Transforme as linhas de todos os registros abaixo em uma lista numerada, omitindo as linhas em branco. Deixe as imagens de fora da resposta.
+ + + + + + +
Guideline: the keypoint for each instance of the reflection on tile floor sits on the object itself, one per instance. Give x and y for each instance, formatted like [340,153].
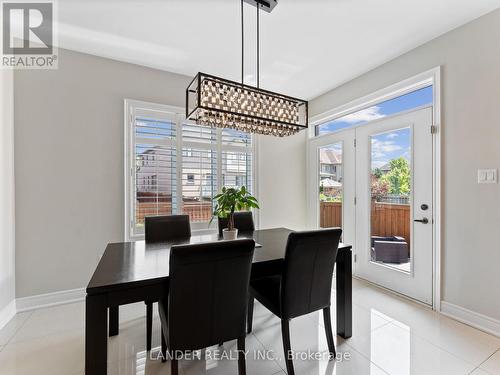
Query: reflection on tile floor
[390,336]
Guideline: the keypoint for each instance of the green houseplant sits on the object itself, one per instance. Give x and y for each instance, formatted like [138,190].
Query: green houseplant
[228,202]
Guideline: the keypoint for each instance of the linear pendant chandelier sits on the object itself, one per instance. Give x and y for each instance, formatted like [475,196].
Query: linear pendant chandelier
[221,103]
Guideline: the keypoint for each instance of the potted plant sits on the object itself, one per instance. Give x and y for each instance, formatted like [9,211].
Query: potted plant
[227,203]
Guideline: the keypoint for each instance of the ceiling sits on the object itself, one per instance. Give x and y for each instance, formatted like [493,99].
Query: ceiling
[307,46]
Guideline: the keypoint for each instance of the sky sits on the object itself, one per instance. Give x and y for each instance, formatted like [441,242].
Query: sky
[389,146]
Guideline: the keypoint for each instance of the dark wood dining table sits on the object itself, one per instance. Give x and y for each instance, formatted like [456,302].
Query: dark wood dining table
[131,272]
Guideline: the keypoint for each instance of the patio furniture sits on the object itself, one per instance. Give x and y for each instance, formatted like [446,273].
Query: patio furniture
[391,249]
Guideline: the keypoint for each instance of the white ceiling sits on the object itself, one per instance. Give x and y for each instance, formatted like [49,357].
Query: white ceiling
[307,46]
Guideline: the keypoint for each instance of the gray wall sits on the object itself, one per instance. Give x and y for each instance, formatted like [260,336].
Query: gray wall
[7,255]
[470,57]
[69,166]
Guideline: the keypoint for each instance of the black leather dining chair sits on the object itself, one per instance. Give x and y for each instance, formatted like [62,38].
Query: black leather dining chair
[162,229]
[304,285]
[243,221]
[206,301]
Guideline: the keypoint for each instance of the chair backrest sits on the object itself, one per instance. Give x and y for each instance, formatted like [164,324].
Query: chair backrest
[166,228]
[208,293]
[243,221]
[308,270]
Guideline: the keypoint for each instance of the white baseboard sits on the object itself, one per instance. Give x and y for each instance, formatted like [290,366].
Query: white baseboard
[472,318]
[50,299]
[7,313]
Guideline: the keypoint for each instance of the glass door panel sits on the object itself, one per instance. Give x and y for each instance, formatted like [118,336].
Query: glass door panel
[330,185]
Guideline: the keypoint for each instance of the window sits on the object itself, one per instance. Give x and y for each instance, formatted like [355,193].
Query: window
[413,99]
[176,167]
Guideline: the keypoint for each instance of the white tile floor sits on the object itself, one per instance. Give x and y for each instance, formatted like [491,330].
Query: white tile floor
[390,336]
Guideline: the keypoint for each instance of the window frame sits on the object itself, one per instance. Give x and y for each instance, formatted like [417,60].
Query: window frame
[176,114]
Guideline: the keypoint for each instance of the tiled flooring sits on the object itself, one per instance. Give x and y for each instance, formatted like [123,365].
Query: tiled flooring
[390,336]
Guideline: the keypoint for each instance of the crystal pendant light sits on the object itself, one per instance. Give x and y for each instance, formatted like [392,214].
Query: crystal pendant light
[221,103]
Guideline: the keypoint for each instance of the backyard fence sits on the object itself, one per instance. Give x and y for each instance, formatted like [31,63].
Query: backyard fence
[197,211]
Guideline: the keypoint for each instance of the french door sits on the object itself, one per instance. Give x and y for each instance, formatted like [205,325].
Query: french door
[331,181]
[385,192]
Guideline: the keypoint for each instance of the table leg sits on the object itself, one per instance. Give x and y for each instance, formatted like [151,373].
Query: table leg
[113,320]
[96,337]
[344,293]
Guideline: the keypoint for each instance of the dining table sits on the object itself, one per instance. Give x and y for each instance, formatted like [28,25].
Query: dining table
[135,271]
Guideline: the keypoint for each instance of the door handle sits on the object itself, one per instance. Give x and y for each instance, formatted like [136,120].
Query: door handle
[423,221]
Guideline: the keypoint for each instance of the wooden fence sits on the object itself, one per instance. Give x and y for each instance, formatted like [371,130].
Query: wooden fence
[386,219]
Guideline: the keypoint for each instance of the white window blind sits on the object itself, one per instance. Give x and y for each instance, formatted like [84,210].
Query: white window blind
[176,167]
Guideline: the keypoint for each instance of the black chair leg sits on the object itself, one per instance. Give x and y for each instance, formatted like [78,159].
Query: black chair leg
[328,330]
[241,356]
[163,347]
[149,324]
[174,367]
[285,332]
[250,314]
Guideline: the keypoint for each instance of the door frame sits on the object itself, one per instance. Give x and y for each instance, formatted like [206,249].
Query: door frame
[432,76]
+ + + + + + +
Resultado da tarefa
1. Guideline: the keypoint for each instance of the reflection on tile floor sits on the object itself, one per instance. Give x and y for each instance, formatted like [340,153].
2. Query: reflection on tile floor
3. [390,336]
4. Guideline: the keypoint for each instance of the green houseplant sits on the object itself, one per instance. Give x and y for each instance, formatted like [138,190].
5. Query: green houseplant
6. [228,202]
7. Guideline: the keypoint for each instance of the linear pendant chandelier sits on the object itself, one per instance. Give x and y for each instance, formatted like [475,196].
8. Query: linear pendant chandelier
9. [221,103]
10. Guideline: the keypoint for each instance of the potted plant sits on the object itself, one per instance. Give x and y for each instance, formatted like [9,211].
11. Query: potted plant
12. [227,203]
13. Guideline: the keypoint for each instance of the ceiling sits on the object itself, one per instance. Give x and y for each instance, formatted like [493,99].
14. Query: ceiling
15. [307,46]
16. Guideline: the keypoint for each instance of the sky sits on the object itself, one per instance. Give x and y for each instance, formatted like [441,242].
17. Query: sky
18. [389,146]
19. Guideline: the keypoint for each instance of the dark wood dining table sits on the object itself, one per instance. Give x and y for each instance, formatted like [456,302].
20. Query: dark wood dining table
21. [131,272]
22. Guideline: the keypoint for each instance of the patio furniture sits on the object itself, one per instance. Give x and y for each instance, formatted like [446,273].
23. Query: patio furniture
24. [391,249]
25. Guideline: the keypoint for each instance of the white ceiling sits on the object itself, one per instance. Give x and y for each instance, formatted like [49,357].
26. Query: white ceiling
27. [307,46]
28. Guideline: the keypoint for each instance of the gray wall sits on the object itself, one per instance. Give x and y for each instance, formatted like [260,336].
29. Query: gray wall
30. [7,255]
31. [470,57]
32. [69,166]
33. Guideline: the keypoint for each instance of the black leather dining chair sits on the object itself, one per instance. Give x and y for each instance, formatted like [62,38].
34. Query: black leather dining chair
35. [162,229]
36. [304,285]
37. [243,221]
38. [206,301]
39. Guideline: the keypoint for each instance of the chair backrest sits on the object itself, one per instance. Give x and y for each instance, formatted like [164,324].
40. Query: chair backrest
41. [166,228]
42. [208,293]
43. [243,221]
44. [308,270]
45. Guideline: the keypoint for each instance of the white baseboard sits on the object itself, one per instance. Give x and y for each instance, formatted like [290,366].
46. Query: white baseboard
47. [472,318]
48. [50,299]
49. [7,313]
50. Guideline: the keypoint for each instance of the glass door panel sits on the object itself, one per instance. Give x and y for each instance, formatted like [118,336].
51. Query: glass door panel
52. [330,185]
53. Guideline: the keypoint for each instance of the window sits on the object itself, one per instance. Give x and y for each instance, formatted like [355,193].
54. Query: window
55. [413,99]
56. [176,167]
57. Guideline: the keypoint for each instance of the white tile floor sits on the object itself, one per instance. Give x and y for each instance, formatted like [491,330].
58. Query: white tile floor
59. [390,336]
60. Guideline: the keypoint for each instance of the window frame sits on the object itself, one per instance. Give x and y for each instance, formatted like [417,60].
61. Query: window frame
62. [176,114]
63. Guideline: the keypoint for each instance of the tiled flooring sits on the object itself, one per instance. Give x and y for each instance, formatted like [123,365].
64. Query: tiled flooring
65. [390,336]
66. Guideline: the keypoint for each instance of the crystal pendant light sits on the object itself, one per instance. Give x and y for each instance, formatted like [392,214].
67. Query: crystal pendant light
68. [221,103]
69. Guideline: the keypoint for each instance of the backyard fence sits on the object itself, one per instance. Give x and y for each instance, formatted like [31,63].
70. Query: backyard fence
71. [197,211]
72. Guideline: the keypoint for each instance of the french door sits on the object itself, one per instance. Give x and y for each instance, formatted like [205,325].
73. Query: french door
74. [331,181]
75. [385,192]
76. Guideline: the keypoint for each instance of the table leg sits on the object itself, one per instance. Give x and y for each instance, formatted like [151,373].
77. Query: table leg
78. [113,320]
79. [96,337]
80. [344,293]
81. Guideline: the keypoint for each instance of the dining table sits on the object itself, one per instance. Give x and y for each instance, formatted like [28,25].
82. Query: dining table
83. [135,271]
84. Guideline: the keypoint for each instance of the door handle sits on the object itself, one per instance. Give x and y for each instance, formatted like [136,120].
85. Query: door handle
86. [423,221]
87. Guideline: the keypoint for each instance of the wooden fence sits on the object itself, one per instance. Give x and y for each instance, formatted like [371,130].
88. Query: wooden fence
89. [386,219]
90. Guideline: the keypoint for each instance of the white window blind sits on the object itself, one per instance. Give x and y for each instance, formatted like [84,210].
91. Query: white window blind
92. [176,167]
93. Guideline: the keypoint for each instance of the black chair leg sits on the object itself, one per instance. Give x and y for each instance, formatted like [78,159].
94. Query: black chair leg
95. [328,330]
96. [241,356]
97. [163,347]
98. [149,324]
99. [174,367]
100. [285,332]
101. [250,314]
102. Guideline: the keypoint for each instance of the door frame sits on the object itself, one per instance. Give x and y for each instance, formatted like [206,249].
103. Query: door frame
104. [432,76]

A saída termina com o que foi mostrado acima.